**Goals**
A - Extract the full piece about Harrow Council's resident-watch scheme, reproducing every word and punctuation mark unchanged.
B - Pull out each line of the records that contains the string "shelf", matching case exactly.

I was slightly alarmed by the news that Harrow Council is recruiting 2,000 residents to join a network of ‘Neighbourhood Champions’. Their job will be to keep an eye out for evidence of graffiti, fly-tipping, littering and excessive noise, posting tip-offs on an anonymous website. What if the scheme is successful and other councils follow suit? Are we to become a nation of curtain-twitchers?
The reason I’m concerned is that I know from my own case how easy it is to fall into this role. I have already become a kind of self-appointed policeman in my local area and heaven help my neighbours if I’m given any sort of official recognition.
For instance, the other day I spotted a dog owner allowing a Yorkshire Terrier to defecate on the strip of pavement outside my house. I shot out of my front door like a cannon ball, demanding to know when the mess was going to be cleaned up and pointing out that it was an offence not to do so. I was absolutely fearless in my prosecutorial zeal — and would have been even if the offender hadn’t been a small Indian woman.
Dog mess is not the only thing that makes me boil over with civic rage. I have been known to run after small boys who discard sweetie wrappers on the pavement, warn the neighbours that if they don’t wind up their late-night barbecue I’m going to turn the hose on their guests, and order the local ‘recycling team’ to retrace their footsteps and pick up all the rubbish they’ve dropped in the course of collecting it. I am the Captain Mainwaring of Acton High Street.

**Material to process**
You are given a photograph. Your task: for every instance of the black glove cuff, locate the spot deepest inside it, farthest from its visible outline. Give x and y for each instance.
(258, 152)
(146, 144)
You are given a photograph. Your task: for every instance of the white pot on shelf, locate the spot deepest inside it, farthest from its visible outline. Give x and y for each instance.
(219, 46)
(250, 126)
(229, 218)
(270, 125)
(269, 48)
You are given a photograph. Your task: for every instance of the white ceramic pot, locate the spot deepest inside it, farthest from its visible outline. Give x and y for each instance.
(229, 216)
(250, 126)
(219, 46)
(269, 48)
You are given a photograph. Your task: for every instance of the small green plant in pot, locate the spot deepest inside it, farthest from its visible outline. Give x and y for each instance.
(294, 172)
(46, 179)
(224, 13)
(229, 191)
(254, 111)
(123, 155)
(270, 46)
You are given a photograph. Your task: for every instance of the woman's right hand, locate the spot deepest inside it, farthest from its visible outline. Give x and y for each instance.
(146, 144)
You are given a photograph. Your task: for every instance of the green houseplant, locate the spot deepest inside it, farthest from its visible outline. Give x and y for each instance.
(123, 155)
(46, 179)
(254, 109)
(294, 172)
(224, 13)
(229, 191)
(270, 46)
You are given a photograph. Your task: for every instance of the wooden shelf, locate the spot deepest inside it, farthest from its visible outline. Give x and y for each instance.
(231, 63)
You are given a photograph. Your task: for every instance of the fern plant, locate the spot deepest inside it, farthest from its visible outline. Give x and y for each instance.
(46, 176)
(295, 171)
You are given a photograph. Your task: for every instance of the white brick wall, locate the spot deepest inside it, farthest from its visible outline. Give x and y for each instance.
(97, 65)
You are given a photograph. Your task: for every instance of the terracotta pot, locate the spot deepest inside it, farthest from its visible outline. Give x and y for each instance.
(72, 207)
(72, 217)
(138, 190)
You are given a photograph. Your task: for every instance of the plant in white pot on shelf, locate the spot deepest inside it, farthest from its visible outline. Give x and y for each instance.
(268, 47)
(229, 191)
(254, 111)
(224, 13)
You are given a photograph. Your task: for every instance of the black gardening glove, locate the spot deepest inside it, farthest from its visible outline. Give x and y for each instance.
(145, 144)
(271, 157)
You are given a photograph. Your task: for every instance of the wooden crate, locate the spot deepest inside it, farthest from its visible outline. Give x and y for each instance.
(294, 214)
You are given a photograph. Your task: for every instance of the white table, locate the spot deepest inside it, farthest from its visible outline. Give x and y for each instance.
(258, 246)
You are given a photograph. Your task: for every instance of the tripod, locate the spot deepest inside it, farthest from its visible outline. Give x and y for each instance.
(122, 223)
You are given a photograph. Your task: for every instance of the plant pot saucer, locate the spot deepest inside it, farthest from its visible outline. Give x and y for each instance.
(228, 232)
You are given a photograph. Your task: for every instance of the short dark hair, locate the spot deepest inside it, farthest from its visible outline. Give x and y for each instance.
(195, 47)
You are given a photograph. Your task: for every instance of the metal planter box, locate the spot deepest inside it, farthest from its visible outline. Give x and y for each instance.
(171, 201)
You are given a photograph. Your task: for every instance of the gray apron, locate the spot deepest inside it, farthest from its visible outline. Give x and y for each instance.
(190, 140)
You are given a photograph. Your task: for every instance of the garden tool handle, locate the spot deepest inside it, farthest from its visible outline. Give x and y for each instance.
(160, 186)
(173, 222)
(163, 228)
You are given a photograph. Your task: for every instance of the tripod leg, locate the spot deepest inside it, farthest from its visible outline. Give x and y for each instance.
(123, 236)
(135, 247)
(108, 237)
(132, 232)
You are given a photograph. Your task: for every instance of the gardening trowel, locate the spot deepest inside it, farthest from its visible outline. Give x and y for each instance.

**Task-by-task outputs**
A -
I was slightly alarmed by the news that Harrow Council is recruiting 2,000 residents to join a network of ‘Neighbourhood Champions’. Their job will be to keep an eye out for evidence of graffiti, fly-tipping, littering and excessive noise, posting tip-offs on an anonymous website. What if the scheme is successful and other councils follow suit? Are we to become a nation of curtain-twitchers?
The reason I’m concerned is that I know from my own case how easy it is to fall into this role. I have already become a kind of self-appointed policeman in my local area and heaven help my neighbours if I’m given any sort of official recognition.
For instance, the other day I spotted a dog owner allowing a Yorkshire Terrier to defecate on the strip of pavement outside my house. I shot out of my front door like a cannon ball, demanding to know when the mess was going to be cleaned up and pointing out that it was an offence not to do so. I was absolutely fearless in my prosecutorial zeal — and would have been even if the offender hadn’t been a small Indian woman.
Dog mess is not the only thing that makes me boil over with civic rage. I have been known to run after small boys who discard sweetie wrappers on the pavement, warn the neighbours that if they don’t wind up their late-night barbecue I’m going to turn the hose on their guests, and order the local ‘recycling team’ to retrace their footsteps and pick up all the rubbish they’ve dropped in the course of collecting it. I am the Captain Mainwaring of Acton High Street.

B -
You are given a photograph. Your task: for every instance of the white pot on shelf, locate the spot deepest inside it, farthest from its visible outline. Give x and y for each instance.
You are given a photograph. Your task: for every instance of the wooden shelf, locate the spot deepest inside it, farthest from its visible outline. Give x and y for each instance.
You are given a photograph. Your task: for every instance of the plant in white pot on shelf, locate the spot deepest inside it, farthest from its visible outline. Give x and y for each instance.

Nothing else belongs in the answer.